◆ Photo-based referring expression data:
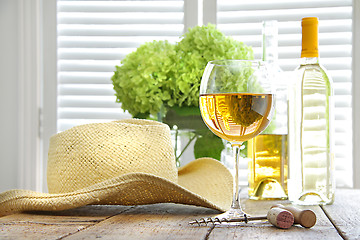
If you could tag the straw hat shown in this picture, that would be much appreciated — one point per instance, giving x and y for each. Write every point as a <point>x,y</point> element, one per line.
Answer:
<point>127,162</point>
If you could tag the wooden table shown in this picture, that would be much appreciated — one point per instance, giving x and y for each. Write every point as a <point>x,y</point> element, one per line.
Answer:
<point>170,221</point>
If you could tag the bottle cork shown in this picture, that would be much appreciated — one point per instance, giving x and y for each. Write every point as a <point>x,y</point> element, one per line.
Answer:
<point>305,218</point>
<point>280,218</point>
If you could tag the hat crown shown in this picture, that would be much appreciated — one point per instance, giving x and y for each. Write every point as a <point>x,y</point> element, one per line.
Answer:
<point>88,154</point>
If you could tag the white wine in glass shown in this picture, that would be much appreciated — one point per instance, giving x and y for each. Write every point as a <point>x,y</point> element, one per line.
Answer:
<point>236,103</point>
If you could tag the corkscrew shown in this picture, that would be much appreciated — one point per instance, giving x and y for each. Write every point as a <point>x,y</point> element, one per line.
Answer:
<point>278,215</point>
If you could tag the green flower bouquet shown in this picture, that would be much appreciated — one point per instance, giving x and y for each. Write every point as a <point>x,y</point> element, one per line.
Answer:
<point>162,80</point>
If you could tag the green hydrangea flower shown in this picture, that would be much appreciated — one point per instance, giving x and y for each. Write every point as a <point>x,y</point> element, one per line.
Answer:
<point>199,46</point>
<point>142,83</point>
<point>159,74</point>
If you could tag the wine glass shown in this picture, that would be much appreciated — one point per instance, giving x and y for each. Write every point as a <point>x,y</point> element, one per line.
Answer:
<point>236,103</point>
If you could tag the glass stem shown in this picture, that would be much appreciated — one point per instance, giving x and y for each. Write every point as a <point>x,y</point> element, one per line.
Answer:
<point>236,199</point>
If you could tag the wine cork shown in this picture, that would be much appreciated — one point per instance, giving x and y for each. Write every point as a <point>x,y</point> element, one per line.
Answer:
<point>305,218</point>
<point>280,218</point>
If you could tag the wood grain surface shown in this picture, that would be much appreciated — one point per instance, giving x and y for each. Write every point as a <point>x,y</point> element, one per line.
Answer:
<point>171,221</point>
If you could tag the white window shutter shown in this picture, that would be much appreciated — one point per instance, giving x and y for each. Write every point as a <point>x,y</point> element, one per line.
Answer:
<point>93,37</point>
<point>243,21</point>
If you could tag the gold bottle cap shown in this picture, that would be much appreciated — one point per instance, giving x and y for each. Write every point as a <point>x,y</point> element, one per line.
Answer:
<point>309,37</point>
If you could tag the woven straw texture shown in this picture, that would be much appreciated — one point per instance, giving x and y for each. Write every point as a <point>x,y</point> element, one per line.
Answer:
<point>128,162</point>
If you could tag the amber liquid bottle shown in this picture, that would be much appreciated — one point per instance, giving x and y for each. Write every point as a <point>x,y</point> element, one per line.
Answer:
<point>311,119</point>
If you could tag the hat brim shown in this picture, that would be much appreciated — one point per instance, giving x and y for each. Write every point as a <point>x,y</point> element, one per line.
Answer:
<point>203,182</point>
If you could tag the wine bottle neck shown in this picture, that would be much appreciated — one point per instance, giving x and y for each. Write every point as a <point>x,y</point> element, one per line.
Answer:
<point>309,38</point>
<point>270,41</point>
<point>309,60</point>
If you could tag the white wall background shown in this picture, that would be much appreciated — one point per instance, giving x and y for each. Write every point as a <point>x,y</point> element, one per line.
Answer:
<point>9,87</point>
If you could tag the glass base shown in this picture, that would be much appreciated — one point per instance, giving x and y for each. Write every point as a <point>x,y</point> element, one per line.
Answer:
<point>268,189</point>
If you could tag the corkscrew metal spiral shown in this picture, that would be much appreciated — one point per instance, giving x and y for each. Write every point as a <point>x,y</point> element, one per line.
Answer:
<point>278,215</point>
<point>217,220</point>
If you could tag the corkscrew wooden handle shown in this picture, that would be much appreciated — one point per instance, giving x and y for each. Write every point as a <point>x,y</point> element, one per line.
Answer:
<point>305,218</point>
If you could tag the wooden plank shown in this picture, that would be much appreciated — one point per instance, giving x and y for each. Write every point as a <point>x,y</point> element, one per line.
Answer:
<point>54,225</point>
<point>345,212</point>
<point>323,228</point>
<point>158,221</point>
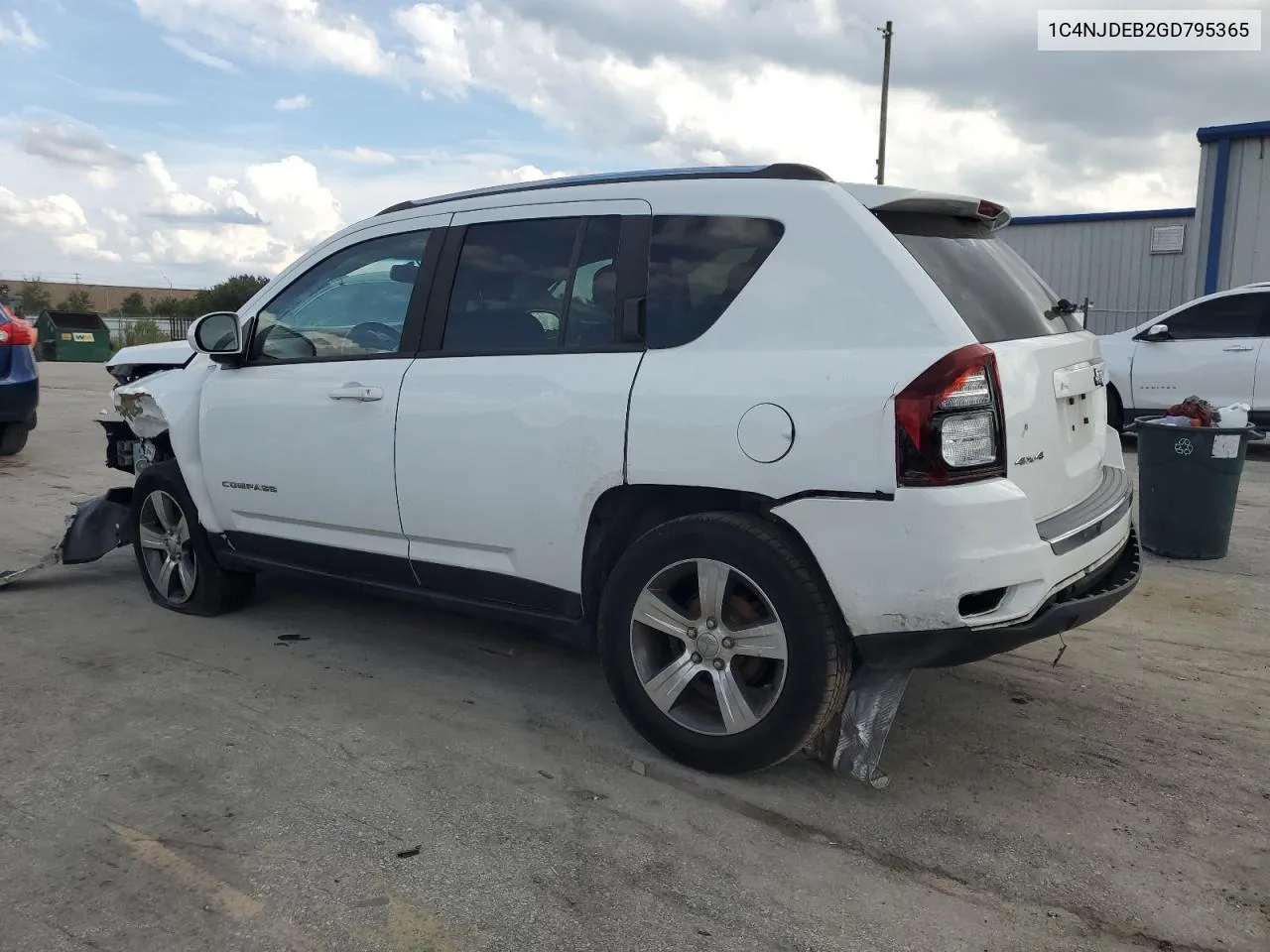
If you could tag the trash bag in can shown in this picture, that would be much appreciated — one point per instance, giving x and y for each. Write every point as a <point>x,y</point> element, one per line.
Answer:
<point>1188,483</point>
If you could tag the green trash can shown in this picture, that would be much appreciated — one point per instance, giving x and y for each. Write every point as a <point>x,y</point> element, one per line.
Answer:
<point>1188,483</point>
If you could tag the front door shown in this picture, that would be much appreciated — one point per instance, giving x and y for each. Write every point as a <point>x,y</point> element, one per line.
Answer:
<point>1210,353</point>
<point>513,417</point>
<point>299,442</point>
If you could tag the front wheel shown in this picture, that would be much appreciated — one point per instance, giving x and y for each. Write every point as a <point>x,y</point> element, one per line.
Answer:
<point>720,645</point>
<point>173,552</point>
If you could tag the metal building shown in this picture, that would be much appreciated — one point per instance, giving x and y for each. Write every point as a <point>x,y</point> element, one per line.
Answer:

◆ Exercise description: Where a line of the entries contains the word "glass", copy that line.

◆ Answer for this exercise:
If you could tag the white wine in glass shown in this picture, that would be much appreciated — one point per instance, giving x and y for each. Write every point as a <point>x,y</point> element, one per line.
If you could tag the wine glass shown in this picture, that would be much appreciated — one point per instance, giving x and y for each. Write every point as a <point>x,y</point> element, one per line.
If you could tag the glass stem shown in this picture, that would be much appreciated — one point per instance, giving x and y for each. Write every point as a <point>x,y</point> element, one per line.
If you could tag the glass base shown in this picture, that would be much appreciated — one point per instance, giving x and y for each. Write every point as a <point>x,y</point> element, one per line.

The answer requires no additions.